Is that code in your github repo?
Tim
>>> Also, in src/algebra/Makefile.pamphlet there are "layerpic" chunks
>>> which encode the graphviz graph for all of the algebra. Extracting
>>> layerpic will create the associated graphviz dot file.
>>
>>Oh no... I don't want that. I want the result, but not code a .dot file
>>by hand. That's unmaintainable.
>>
>>I rather think of giving the name of a constructor and have the
>>respective .dot-file for *this* specific constructor produced by some
>>program from the data I get via GETDATABASE.
>
>
>
>
>
>Some of what you need exists. There is a new command
>
> )describe [category | domain | package ] <name> [ | internal ]
>
>You can ask for the comments from the algebra source code
>which are contained in the Description: section at the top
>of each Category, Domain, or Package.
>
>You can type
>
> )help describe for the man page
>
>Details for writing the Description: section for new algebra code
>are in Volume 2 (User Guide)
>
>For example,
>
>(1) -> )describe domain AlgebraGivenByStructuralConstants
>
>AlgebraGivenByStructuralConstants implements finite rank algebras
>over a commutative ring, given by the structural constants gamma with
>respect to a fixed basis [a1,..,an], where gamma is an n-vector of n
>by n matrices [(gammaijk) for k in 1..rank()] defined by ai * aj =
>gammaij1 * a1 + ... + gammaijn * an. The symbols for the fixed basis
>have to be given as a list of symbols.

───

=== Goal a ===
In the thread about the describe command, retype the passage starting with "Is that code" and going on through "hand. That's unmaintainable.".

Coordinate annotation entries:

───

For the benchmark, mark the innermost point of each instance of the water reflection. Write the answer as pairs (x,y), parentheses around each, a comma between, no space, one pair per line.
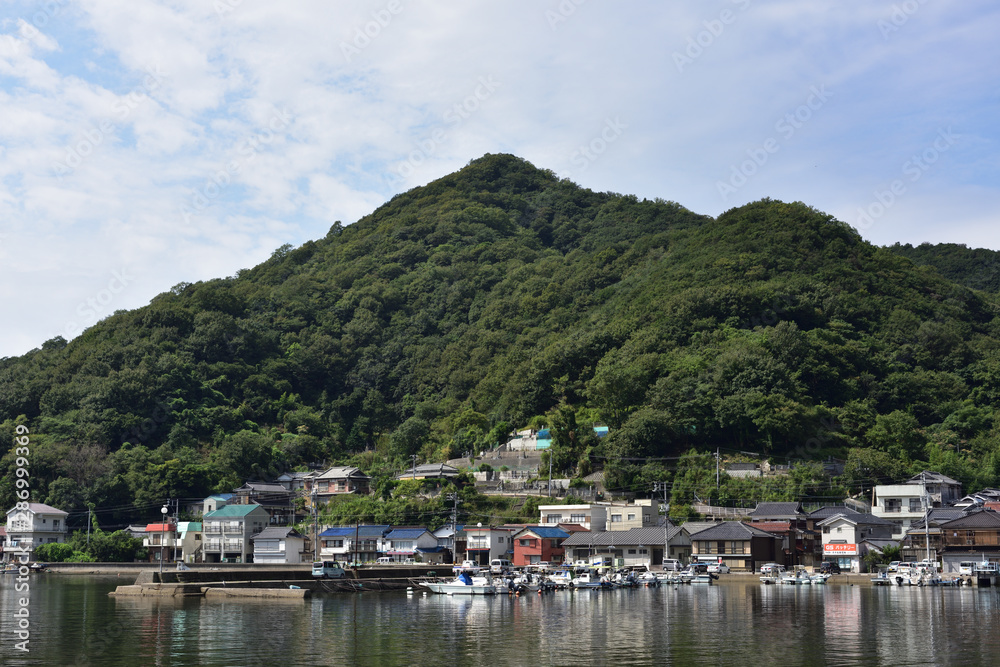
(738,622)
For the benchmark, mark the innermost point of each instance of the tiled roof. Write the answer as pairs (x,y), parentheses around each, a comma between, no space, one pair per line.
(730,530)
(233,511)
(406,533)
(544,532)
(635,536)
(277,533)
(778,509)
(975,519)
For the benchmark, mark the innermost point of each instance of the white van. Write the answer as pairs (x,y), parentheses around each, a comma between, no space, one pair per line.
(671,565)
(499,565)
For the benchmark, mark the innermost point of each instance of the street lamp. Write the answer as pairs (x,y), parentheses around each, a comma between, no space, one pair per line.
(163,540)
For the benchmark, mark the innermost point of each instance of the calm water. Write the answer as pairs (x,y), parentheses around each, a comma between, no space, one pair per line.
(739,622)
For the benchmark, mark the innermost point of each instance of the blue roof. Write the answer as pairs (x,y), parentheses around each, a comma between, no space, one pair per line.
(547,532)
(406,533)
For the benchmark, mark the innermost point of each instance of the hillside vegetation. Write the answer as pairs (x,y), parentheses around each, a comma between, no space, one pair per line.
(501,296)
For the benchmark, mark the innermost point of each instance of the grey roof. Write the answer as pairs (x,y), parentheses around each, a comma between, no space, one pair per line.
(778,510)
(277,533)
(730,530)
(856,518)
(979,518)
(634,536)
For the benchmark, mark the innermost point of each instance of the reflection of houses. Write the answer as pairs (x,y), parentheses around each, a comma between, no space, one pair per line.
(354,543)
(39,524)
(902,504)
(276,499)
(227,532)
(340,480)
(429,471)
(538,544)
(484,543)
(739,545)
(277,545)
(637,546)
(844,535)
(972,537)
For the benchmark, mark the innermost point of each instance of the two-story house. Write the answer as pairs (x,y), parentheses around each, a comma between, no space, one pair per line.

───

=== Goal b ===
Which lines of the records contain the word "water"? Show each one in full.

=== Finished answer a ===
Is that code in your github repo?
Tim
>>> Also, in src/algebra/Makefile.pamphlet there are "layerpic" chunks
>>> which encode the graphviz graph for all of the algebra. Extracting
>>> layerpic will create the associated graphviz dot file.
>>
>>Oh no... I don't want that. I want the result, but not code a .dot file
>>by hand. That's unmaintainable.

=== Finished answer b ===
For the benchmark, mark the innermost point of each instance of the water reflection. Write the answer as pairs (x,y), parentheses around each, a comma between, no space, one pair per line.
For the benchmark, mark the innermost point of each instance of the calm water. Write the answer as pairs (x,y), parentheses around each, a comma between, no space, one pair per line.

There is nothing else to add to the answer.